Goal >>
Print every line of the records below word for word, leaving out the pictures.
— Begin —
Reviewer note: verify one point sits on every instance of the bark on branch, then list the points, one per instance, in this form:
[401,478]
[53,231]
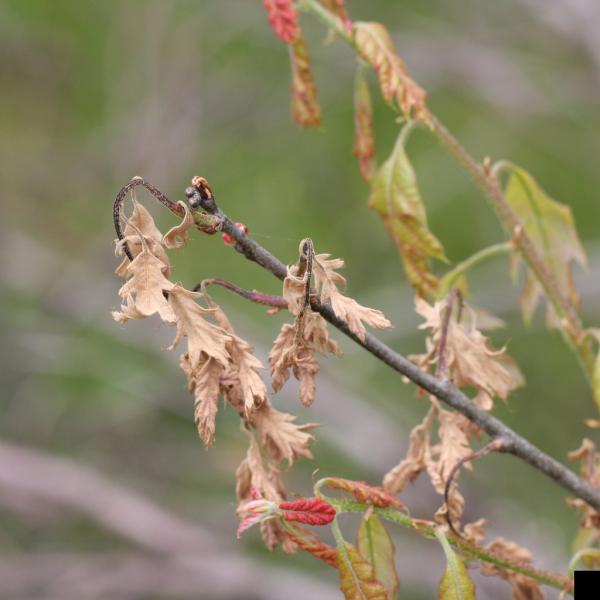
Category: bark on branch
[443,390]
— End —
Output of the exercise >>
Reviewer note: verify one point sits on every instance of the bark on branch, then list the points, one per instance, in this form:
[401,478]
[53,231]
Category: bark on branch
[443,390]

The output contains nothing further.